■ Stated goal: Copy the material below, swapping every "one point per instance" for "one point for each instance" and changing nothing else. Leave out the pictures.

# Start of Input material

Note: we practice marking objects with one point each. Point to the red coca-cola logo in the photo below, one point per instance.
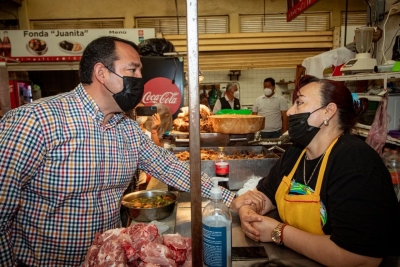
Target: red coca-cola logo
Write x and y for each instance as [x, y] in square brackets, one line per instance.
[162, 90]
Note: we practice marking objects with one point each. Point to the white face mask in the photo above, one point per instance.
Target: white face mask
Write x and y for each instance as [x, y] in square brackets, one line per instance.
[267, 91]
[141, 120]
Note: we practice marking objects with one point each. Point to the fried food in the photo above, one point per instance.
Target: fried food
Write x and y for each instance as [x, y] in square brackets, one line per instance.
[209, 154]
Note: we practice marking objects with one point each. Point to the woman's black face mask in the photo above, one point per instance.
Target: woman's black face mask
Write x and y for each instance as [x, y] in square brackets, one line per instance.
[131, 93]
[299, 129]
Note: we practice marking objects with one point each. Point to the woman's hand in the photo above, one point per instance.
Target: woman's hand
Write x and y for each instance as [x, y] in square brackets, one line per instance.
[255, 226]
[156, 121]
[251, 197]
[264, 228]
[248, 216]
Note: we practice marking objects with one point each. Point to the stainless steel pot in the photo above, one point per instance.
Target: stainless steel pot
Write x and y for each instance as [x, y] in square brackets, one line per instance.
[148, 215]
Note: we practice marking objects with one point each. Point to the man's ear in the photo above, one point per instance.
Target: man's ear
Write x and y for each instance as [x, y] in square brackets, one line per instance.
[99, 72]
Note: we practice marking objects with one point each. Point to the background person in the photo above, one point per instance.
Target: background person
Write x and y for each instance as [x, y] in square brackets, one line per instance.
[66, 160]
[332, 191]
[230, 100]
[273, 108]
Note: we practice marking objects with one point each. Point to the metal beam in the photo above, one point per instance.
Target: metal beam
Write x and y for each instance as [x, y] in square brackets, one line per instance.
[194, 126]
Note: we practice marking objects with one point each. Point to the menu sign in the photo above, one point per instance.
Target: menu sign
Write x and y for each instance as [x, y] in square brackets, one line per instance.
[296, 7]
[60, 45]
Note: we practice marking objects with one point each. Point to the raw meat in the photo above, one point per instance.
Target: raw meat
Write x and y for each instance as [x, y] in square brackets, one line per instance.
[139, 245]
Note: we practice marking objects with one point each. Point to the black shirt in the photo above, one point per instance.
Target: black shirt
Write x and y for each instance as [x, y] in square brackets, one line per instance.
[357, 190]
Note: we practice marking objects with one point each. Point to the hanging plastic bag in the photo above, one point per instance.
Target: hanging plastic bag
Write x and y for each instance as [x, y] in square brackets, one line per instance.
[155, 47]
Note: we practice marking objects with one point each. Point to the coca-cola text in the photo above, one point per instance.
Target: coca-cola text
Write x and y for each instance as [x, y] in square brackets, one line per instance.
[165, 98]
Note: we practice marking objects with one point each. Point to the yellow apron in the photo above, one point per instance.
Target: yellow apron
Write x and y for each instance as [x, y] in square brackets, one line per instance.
[302, 211]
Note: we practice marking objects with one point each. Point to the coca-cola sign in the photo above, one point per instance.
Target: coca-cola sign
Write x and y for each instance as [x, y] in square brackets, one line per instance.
[162, 90]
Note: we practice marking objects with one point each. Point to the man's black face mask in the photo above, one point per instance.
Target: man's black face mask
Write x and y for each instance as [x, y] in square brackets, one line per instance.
[131, 93]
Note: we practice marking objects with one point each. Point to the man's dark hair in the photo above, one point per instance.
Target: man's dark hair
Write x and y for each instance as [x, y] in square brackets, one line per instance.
[101, 50]
[271, 80]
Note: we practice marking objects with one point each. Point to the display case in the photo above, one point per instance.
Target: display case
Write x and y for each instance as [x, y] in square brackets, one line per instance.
[384, 77]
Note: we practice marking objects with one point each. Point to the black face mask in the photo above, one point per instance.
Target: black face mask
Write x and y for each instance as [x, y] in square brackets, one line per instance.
[299, 129]
[131, 94]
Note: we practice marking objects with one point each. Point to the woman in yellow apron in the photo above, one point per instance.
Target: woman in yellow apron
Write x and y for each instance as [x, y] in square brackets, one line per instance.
[332, 191]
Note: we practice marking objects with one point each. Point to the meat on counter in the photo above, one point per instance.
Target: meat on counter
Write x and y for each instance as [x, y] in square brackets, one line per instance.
[139, 245]
[181, 123]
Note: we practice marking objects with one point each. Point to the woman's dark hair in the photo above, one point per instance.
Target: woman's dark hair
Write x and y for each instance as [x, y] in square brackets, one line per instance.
[338, 93]
[101, 50]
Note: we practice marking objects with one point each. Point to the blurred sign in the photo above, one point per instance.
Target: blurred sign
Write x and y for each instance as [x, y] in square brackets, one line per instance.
[296, 7]
[62, 44]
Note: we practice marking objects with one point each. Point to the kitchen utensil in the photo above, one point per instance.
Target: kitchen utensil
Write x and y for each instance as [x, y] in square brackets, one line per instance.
[148, 215]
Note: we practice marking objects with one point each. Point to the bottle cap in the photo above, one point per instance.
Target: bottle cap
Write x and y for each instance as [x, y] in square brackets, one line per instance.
[216, 192]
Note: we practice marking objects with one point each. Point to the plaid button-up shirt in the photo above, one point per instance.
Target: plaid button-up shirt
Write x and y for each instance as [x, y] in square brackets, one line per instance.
[63, 173]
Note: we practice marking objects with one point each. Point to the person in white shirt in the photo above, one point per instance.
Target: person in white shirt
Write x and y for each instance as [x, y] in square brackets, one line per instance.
[273, 108]
[230, 100]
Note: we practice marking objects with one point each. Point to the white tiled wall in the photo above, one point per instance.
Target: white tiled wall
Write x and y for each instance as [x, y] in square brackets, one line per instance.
[251, 82]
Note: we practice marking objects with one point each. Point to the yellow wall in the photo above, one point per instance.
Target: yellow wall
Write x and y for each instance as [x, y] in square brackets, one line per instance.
[129, 9]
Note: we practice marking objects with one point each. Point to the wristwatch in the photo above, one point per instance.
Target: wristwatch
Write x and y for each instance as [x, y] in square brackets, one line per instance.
[276, 234]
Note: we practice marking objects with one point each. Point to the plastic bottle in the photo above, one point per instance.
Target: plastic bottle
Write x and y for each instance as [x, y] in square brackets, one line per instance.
[6, 45]
[217, 229]
[222, 166]
[393, 164]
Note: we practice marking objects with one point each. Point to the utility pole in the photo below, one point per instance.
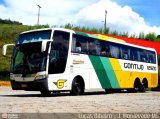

# End of Input material

■ Final answer:
Note: we practice marking objects with one point each. Point to the red coca-cola logo in the photo below, one point for each instance.
Target: red coca-cola logo
Write x and y for each instance as [x, y] in square brackets, one line per instance.
[162, 90]
Note: we practice marking objects with one point each. Point to the white face mask in the photo above, one point for each instance.
Target: white face mask
Write x and y for each instance as [x, y] in square brackets, one line per instance.
[267, 91]
[141, 120]
Note: we practice marking objects with one point each. Point to the fried food in the photo above, one point for each instance.
Target: fried food
Write x and y for each instance as [x, y] in square brackets, one line per instance.
[209, 154]
Note: we practice marking objects with one point each. Point to the woman's black face mask in the photo above, one point for each instance.
Target: woman's black face mask
Write x and y for each instance as [x, y] in square brackets, one line per instance.
[131, 93]
[299, 129]
Note: we practice marking objects with one point each. Point to the woman's hand in the photo above, one point for each instance.
Target: woman's hand
Write x and y for each instance as [x, y] in square brackets, one line per instance.
[255, 226]
[156, 121]
[251, 197]
[264, 228]
[248, 216]
Note: we practice marking objects with one point each. Point to the stainless steel pot in the photo above, one point for each instance.
Target: stainless steel pot
Write x and y for each instance as [x, y] in square brackets, one line per instance.
[148, 215]
Note: we practice marking objects with one point each. Point to the man's ear in the photo above, one point for each instance.
Target: man's ear
Write x and y for each instance as [x, y] in square brackets, one line per instance.
[99, 72]
Note: we practice marking objects with one point each. Point to the background person in the photo above, one point for each instance.
Target: background person
Write x and y for each instance as [x, y] in square brackets, one line per instance.
[66, 160]
[332, 191]
[230, 100]
[273, 108]
Note: we practice marking objects with one point each. Point to the metal beam in the photo above, one point for each instance.
Target: metal beam
Write x and y for each instance as [x, y] in square brackets, one line per instance.
[194, 126]
Note: we practice marking objects with one point each. Point to the menu sign in the photo above, one point for each instance.
Target: menu sign
Write x and y for each instance as [x, y] in square brackets, one line per instance.
[296, 7]
[60, 45]
Note: we practice marking objects with one point each. Point to the raw meat in the photo above, one point for each instance.
Target: raw meat
Write x and y for each instance as [x, y] in square brackets, one line per instance.
[139, 245]
Note: we practice marking objects with one point each. Point to the black shirt in the photo above, one point for each instance.
Target: black shirt
Write x and y for each instance as [x, y] in square brackets, one line per instance.
[357, 190]
Note: we practice marking objects with one point each. Point to the hanging plastic bag in the photo above, one point for each instance.
Target: hanging plastic bag
Write x and y for each instance as [x, y] in square brackets, one line per instance.
[155, 47]
Note: we practice marking objects with one point each. Point to the coca-cola text in the photo above, one point for each instance.
Target: coca-cola text
Write x and y for each instance as [x, y] in square brackets, one line per instance.
[165, 98]
Note: we practice marking objects with one point each. Point to the yellow apron in the photo above, one point for each instance.
Target: yellow apron
Write x and y for each instance as [x, y] in square brackets, one line per instance.
[302, 211]
Note: we practice marking objects with one point each. Point to the coca-cola sign in the photo above, one point for each instance.
Target: coca-cola sign
Write x and y for each instance as [x, y] in square brackets, one line per instance.
[162, 90]
Note: we practice marking objects with one point each. Point to the man's black face mask in the photo above, one point for each instance.
Target: man's black face mask
Write x and y for each instance as [x, y] in square brackets, one line per instance.
[131, 93]
Note: we practice marking objects with one point each. Point to the man's dark hair in the photo above, one point for each instance.
Target: man's dark hair
Write x and y for each instance as [x, y] in square brackets, one line per instance.
[101, 50]
[271, 80]
Note: we practice marking objects with one point each. Point to the display case in the photo above, one point for each instance.
Target: display case
Write x and y for each instance as [x, y] in square brackets, one line per instance.
[384, 77]
Note: we practice marking objects with one point each. Point to the black face mask in the photo above, one point for each instance.
Target: black face mask
Write x and y for each instance as [x, y] in square brackets, one line per instance.
[299, 129]
[131, 94]
Note: we practice marking objects with one point each. Point to the woman in yellow apron in the photo above, one point for each instance.
Target: woman in yellow apron
Write x and y for each instance as [x, y] in square brackets, one line per instance.
[332, 191]
Note: we practice marking objects with one point each. Point to the meat on counter in the photo above, one point for each instance.
Target: meat on counter
Write x and y for each instance as [x, y] in square brackets, one line per instance.
[139, 245]
[181, 123]
Note: we practice marking objects with one point each. Point to the woman's dark hair in the photo above, one point for each instance.
Target: woman's dark hair
Write x and y for each instance as [x, y] in square brackets, one line per instance.
[338, 93]
[101, 50]
Note: we practice marking objects with one point each. Point to the blurred sign in the photo above, one point for each instance.
Target: blurred sign
Write x and y for each instance as [x, y] in square brackets, one line per instance.
[296, 7]
[62, 44]
Note: we practice marking objects with one point each. Point to the kitchen utensil in the photo above, one point for each instance.
Target: kitchen utensil
Write x and y for each instance as [x, y] in square brackets, one line per instance.
[148, 215]
Note: we practice marking objects with one point each. Point to the bottle cap in the photo above, one point for each instance.
Target: bottle cap
Write x and y for each instance as [x, y] in square brackets, one line per instance.
[216, 192]
Note: we practice marking objects with one point each. Point to the plaid button-up shirt in the photo above, one point for each instance.
Target: plaid button-up shirt
Write x and y for each instance as [x, y] in square brackets, one line per instance.
[63, 173]
Note: we practice marking objects with one point each. Point to the person in white shirt in the photo above, one point for each instance.
Target: person in white shirt
Write x and y for each instance as [x, y] in square brackets, one line per instance.
[273, 108]
[230, 100]
Note: we practice marking objects with one point each. Point to the white tiled wall in the photo above, one point for each instance.
Target: white tiled wall
Write x and y for each instance as [x, y] in square brackets, one line per instance.
[251, 82]
Note: we practice marking objects with one point each. Point to the yellow wall in the photo above, one point for each instance.
Target: yellow wall
Write x and y for each instance as [x, y] in square brackets, one line per instance.
[129, 9]
Note: we practice marking objects with one point each. Point to the wristwatch in the photo above, one point for each instance.
Target: wristwatch
Write x and y for each instance as [x, y] in square brackets, one line per instance.
[276, 234]
Note: we practice marking objects with one point each. Point to the plastic bottle in the photo above, one point for each instance.
Target: plastic bottle
Write x and y for each instance as [x, y] in square brackets, one line per instance.
[6, 45]
[217, 229]
[222, 166]
[393, 164]
Note: we practice marking objects with one point each. Point to the utility pole in the photo below, one point for each instance.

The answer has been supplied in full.